WHAT IS NEEDED> Every line containing the word "clicks" must be pulled from the records.

MATERIAL FOR THIS EXERCISE>
┏━━
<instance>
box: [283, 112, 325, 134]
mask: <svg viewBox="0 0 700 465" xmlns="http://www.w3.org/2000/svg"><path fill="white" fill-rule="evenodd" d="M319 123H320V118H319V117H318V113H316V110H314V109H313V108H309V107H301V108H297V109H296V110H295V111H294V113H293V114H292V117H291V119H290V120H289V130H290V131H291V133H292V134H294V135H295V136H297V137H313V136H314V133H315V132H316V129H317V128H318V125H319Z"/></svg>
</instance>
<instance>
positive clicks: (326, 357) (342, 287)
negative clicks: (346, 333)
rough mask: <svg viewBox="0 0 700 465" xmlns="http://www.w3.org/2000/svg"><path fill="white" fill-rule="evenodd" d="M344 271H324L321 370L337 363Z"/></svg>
┗━━
┏━━
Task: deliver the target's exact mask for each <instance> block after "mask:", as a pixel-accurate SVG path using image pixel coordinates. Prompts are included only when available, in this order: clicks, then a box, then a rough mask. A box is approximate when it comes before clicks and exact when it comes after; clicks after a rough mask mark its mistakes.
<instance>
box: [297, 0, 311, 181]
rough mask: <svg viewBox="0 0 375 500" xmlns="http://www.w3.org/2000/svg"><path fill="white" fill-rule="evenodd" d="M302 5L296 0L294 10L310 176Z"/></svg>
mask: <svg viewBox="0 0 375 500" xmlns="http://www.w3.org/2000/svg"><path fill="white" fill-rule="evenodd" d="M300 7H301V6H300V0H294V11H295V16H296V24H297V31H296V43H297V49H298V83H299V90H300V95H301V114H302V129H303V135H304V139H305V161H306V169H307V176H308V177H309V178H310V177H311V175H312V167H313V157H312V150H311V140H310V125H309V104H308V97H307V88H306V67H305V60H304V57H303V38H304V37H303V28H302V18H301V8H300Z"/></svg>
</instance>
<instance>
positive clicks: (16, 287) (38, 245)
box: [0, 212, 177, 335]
┗━━
EXERCISE RESULT>
positive clicks: (326, 357) (342, 287)
negative clicks: (346, 333)
Task: deliver the target's exact mask for each <instance> block after "mask:", as a pixel-accurate SVG path using image pixel coordinates. Prompts are included only when available, in this order: clicks, then a box, then a rough mask. A box is approximate when it comes before clicks and exact when it comes after; clicks after a rough mask mark its mistakes.
positive clicks: (16, 287) (38, 245)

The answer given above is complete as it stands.